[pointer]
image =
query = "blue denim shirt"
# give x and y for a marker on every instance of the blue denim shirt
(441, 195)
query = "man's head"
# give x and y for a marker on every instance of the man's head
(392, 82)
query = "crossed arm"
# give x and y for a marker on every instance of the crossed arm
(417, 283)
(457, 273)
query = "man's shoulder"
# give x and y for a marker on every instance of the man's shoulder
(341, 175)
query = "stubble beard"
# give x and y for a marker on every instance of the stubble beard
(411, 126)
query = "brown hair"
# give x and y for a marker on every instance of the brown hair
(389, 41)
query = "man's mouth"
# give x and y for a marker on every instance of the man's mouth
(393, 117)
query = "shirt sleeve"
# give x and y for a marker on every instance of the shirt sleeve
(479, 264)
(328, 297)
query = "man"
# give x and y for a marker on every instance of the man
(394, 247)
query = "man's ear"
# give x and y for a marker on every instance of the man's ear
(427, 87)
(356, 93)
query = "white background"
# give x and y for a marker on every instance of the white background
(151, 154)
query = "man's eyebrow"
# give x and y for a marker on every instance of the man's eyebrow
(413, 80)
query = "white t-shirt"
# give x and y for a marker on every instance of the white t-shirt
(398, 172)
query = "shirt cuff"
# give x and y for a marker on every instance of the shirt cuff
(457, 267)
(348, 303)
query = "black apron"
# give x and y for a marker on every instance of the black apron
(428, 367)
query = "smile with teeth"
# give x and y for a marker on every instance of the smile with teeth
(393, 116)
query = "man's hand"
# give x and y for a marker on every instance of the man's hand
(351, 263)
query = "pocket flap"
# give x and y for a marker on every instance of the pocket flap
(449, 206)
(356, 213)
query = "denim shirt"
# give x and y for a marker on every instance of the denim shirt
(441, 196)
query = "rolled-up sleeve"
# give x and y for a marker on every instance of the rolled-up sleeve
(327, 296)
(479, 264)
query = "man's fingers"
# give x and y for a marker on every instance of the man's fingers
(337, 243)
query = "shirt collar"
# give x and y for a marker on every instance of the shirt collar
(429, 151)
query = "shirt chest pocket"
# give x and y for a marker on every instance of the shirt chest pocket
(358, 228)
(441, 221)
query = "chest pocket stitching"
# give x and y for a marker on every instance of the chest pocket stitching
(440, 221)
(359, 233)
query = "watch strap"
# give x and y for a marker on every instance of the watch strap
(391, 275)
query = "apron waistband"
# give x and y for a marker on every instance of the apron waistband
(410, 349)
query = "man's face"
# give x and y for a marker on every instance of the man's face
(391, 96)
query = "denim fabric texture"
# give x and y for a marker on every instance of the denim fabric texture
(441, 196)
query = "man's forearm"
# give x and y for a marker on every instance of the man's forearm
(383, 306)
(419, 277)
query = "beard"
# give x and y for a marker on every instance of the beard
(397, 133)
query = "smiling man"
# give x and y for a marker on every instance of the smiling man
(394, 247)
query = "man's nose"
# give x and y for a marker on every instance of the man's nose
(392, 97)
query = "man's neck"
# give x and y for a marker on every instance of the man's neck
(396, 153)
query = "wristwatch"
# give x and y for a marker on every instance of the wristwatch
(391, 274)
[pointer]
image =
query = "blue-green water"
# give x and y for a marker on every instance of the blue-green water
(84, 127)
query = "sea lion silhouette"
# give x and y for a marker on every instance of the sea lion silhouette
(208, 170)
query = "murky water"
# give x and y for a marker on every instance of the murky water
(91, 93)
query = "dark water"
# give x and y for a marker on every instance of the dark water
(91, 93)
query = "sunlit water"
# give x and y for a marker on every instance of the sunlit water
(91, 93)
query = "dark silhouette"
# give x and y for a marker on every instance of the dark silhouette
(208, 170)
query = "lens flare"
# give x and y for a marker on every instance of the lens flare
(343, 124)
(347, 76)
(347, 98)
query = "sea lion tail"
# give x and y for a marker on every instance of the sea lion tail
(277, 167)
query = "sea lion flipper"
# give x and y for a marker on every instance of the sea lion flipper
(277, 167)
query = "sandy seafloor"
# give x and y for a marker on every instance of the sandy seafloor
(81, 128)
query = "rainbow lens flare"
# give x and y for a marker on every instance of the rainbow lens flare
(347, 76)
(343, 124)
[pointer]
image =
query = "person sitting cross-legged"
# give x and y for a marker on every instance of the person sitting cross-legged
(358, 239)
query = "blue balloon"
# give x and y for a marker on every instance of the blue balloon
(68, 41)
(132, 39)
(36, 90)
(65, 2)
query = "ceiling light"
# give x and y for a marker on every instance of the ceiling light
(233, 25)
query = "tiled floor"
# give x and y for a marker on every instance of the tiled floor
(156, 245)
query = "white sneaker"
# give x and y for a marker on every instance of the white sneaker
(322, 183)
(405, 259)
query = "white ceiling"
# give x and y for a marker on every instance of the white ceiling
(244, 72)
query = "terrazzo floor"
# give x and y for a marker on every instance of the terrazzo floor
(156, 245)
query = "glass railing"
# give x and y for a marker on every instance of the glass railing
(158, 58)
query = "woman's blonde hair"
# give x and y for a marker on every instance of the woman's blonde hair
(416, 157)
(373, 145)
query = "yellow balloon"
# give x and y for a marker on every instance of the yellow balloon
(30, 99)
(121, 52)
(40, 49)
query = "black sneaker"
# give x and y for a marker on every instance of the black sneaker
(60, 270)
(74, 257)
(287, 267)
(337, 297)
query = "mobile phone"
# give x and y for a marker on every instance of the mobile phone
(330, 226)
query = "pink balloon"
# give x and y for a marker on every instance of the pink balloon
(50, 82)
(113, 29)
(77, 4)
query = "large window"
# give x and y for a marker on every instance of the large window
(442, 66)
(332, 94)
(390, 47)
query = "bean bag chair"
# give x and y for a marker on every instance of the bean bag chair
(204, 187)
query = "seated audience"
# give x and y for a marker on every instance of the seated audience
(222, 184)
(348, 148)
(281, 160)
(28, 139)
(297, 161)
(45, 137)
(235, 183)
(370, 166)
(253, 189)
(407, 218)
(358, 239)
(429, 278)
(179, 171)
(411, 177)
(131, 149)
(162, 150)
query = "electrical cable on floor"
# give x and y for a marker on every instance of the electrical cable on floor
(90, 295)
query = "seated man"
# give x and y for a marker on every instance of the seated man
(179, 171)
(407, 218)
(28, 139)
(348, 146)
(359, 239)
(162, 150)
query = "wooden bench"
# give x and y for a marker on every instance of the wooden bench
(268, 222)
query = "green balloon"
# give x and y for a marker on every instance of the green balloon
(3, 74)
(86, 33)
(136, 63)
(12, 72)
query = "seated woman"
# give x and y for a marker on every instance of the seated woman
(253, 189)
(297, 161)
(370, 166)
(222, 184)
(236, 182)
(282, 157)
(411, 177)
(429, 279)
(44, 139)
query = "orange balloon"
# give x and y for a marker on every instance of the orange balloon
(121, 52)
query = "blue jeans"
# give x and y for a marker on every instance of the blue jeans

════════════════

» **What to work on**: Set down the entries above again, word for word.

» **Written reply**:
[pointer]
image =
query = "blue denim shirt"
# give x and y for a marker on every instance of the blue denim shirt
(441, 195)
query = "man's head"
# give x and y for a marker on every instance of the man's head
(392, 82)
query = "crossed arm"
# give x and y for a marker on every instance of the crossed arm
(417, 283)
(457, 273)
query = "man's shoulder"
# give x and y for a marker on every instance of the man's shoulder
(341, 175)
query = "stubble beard"
# give x and y for a marker on every instance of the stubble beard
(411, 126)
query = "brown hair"
# give x and y for a marker on every instance of the brown hair
(389, 41)
query = "man's mouth"
# give x and y for a marker on every instance of the man's mouth
(393, 117)
query = "shirt sleeve"
# give x and y for a marker on every instance of the shirt sleeve
(479, 264)
(328, 297)
query = "man"
# give x and y for a marker on every instance of the man
(394, 247)
query = "man's ear"
# give x and y for a marker on every instance of the man's ear
(427, 87)
(356, 93)
query = "white background"
# give x and y for a marker on every instance of the white background
(151, 154)
query = "man's eyebrow"
# give x and y for a marker on every instance of the man's eyebrow
(413, 80)
query = "white t-shirt"
# give x and y for a marker on every instance of the white t-shirt
(398, 172)
query = "shirt cuff"
# give x and y for a marker on every instance of the shirt cuff
(457, 267)
(348, 303)
query = "black apron"
# give x and y for a marker on every instance of the black apron
(428, 367)
query = "smile with teeth"
# give x and y for a marker on every instance of the smile with teeth
(393, 116)
query = "man's hand"
# give x and y for a marker on every instance of the man's hand
(351, 263)
query = "pocket flap"
# give x and y for a marker on every instance of the pocket flap
(449, 206)
(356, 213)
query = "denim shirt"
# give x and y for a marker on every instance of the denim shirt
(441, 196)
query = "rolled-up sleeve"
# give x and y for a marker on every instance of the rolled-up sleeve
(327, 296)
(479, 264)
query = "man's fingers"
# give x and y for a marker on every instance of the man's fingers
(337, 243)
query = "shirt collar"
# give x and y for a marker on every instance of the shirt collar
(429, 151)
query = "shirt chest pocket"
# give x and y for a marker on every instance of the shirt chest pocket
(358, 228)
(441, 221)
query = "chest pocket stitching"
# give x and y for a marker on every instance of the chest pocket stitching
(440, 221)
(359, 233)
query = "watch strap"
# give x and y for a marker on every instance of the watch strap
(391, 275)
query = "apron waistband"
# give x and y for a marker on every instance of the apron waistband
(410, 349)
query = "man's face"
# give x and y for a marker on every instance of the man's face
(391, 96)
query = "denim fabric texture"
# give x and y for a marker on every instance of the denim fabric texture
(441, 196)
query = "man's forearm"
# give x and y for a marker on every instance of the man's forearm
(383, 306)
(419, 277)
query = "beard"
# give x and y for a marker on every instance of the beard
(397, 133)
query = "smiling man"
# give x and y for a marker on every instance of the smiling man
(394, 247)
query = "man's nose"
# give x and y for a marker on every instance of the man's nose
(392, 97)
query = "man's neck"
# give x and y for a marker on every instance of the man's neck
(396, 153)
query = "wristwatch"
# give x and y for a marker on every instance of the wristwatch
(391, 274)
[pointer]
image =
query = "blue-green water"
# give x and y for a marker on every instance of the blue-green water
(84, 127)
query = "sea lion silhouette"
# give x and y for a marker on every instance of the sea lion silhouette
(208, 170)
query = "murky water"
# give x and y for a marker on every instance of the murky water
(91, 93)
query = "dark water"
# give x and y for a marker on every instance of the dark water
(91, 93)
query = "sunlit water"
# give x and y for a marker on every instance of the sunlit water
(91, 93)
query = "dark silhouette"
# give x and y for a marker on every instance of the dark silhouette
(208, 170)
query = "lens flare"
# give x and y for a marker on every instance of the lens flare
(343, 124)
(347, 76)
(347, 98)
query = "sea lion tail"
# give x and y for a marker on every instance of the sea lion tail
(277, 167)
query = "sea lion flipper"
# give x and y for a marker on every instance of the sea lion flipper
(277, 167)
query = "sandy seafloor"
# give x and y for a marker on every instance of the sandy seafloor
(81, 128)
query = "rainbow lens flare"
# give x and y for a marker on every instance of the rainbow lens flare
(347, 76)
(343, 124)
[pointer]
image =
query = "person sitting cross-legged"
# give x and y for a marker on every instance of the person sitting cross-legged
(358, 239)
query = "blue balloon"
# give x and y for a marker on every instance of the blue balloon
(68, 41)
(132, 39)
(36, 90)
(65, 2)
query = "ceiling light"
# give x and y for a marker on every instance of the ceiling light
(233, 25)
query = "tiled floor"
# give x and y for a marker on every instance of the tiled floor
(156, 245)
query = "white sneaker"
# give x and y for a marker on every instance of the white sneaker
(322, 183)
(405, 259)
query = "white ceiling"
# give x and y for a marker on every instance of the white ceiling
(244, 72)
query = "terrazzo floor"
# give x and y for a marker on every instance of the terrazzo floor
(156, 245)
query = "glass railing"
# give x and y for a marker on every instance of the glass railing
(158, 58)
query = "woman's blonde hair"
# give x and y for a marker on every instance of the woman's blonde hair
(416, 157)
(373, 145)
query = "yellow balloon"
# give x and y for a marker on every instance of the yellow balloon
(30, 99)
(121, 52)
(40, 49)
query = "black sneaker"
# give x and y for a marker on every instance of the black sneaker
(60, 270)
(74, 257)
(287, 267)
(337, 297)
query = "mobile phone"
# give x and y for a marker on every instance of the mobile phone
(330, 226)
query = "pink balloon"
# give x and y for a marker on every instance of the pink balloon
(50, 82)
(113, 29)
(77, 4)
query = "large window"
# give x and y for a marker on every instance of the large window
(442, 66)
(332, 94)
(390, 47)
query = "bean bag chair"
# give x and y for a marker on every instance of the bean bag chair
(204, 187)
query = "seated audience"
# give x and y for a marker on every instance of the seated audience
(222, 184)
(348, 148)
(281, 160)
(28, 139)
(297, 161)
(45, 137)
(235, 183)
(370, 166)
(253, 189)
(407, 218)
(358, 239)
(429, 278)
(179, 171)
(411, 177)
(131, 149)
(162, 150)
query = "electrical cable on floor"
# give x and y for a marker on every instance of the electrical cable on floor
(90, 295)
query = "seated man"
# give x and y for a marker on every instance of the seated man
(179, 171)
(407, 218)
(28, 139)
(348, 146)
(359, 239)
(162, 150)
query = "wooden bench"
# give x and y for a marker on every instance of the wooden bench
(268, 222)
query = "green balloon"
# give x and y for a marker on every instance of the green balloon
(3, 74)
(86, 33)
(136, 63)
(12, 72)
query = "seated woman"
# give x and y for a marker on every instance of the seated woman
(253, 189)
(297, 161)
(370, 166)
(222, 184)
(236, 182)
(282, 157)
(411, 177)
(429, 279)
(44, 139)
query = "orange balloon"
# give x and y for a marker on every instance of the orange balloon
(121, 52)
query = "blue jeans"
# give x and y for a marker on every instance of the blue jeans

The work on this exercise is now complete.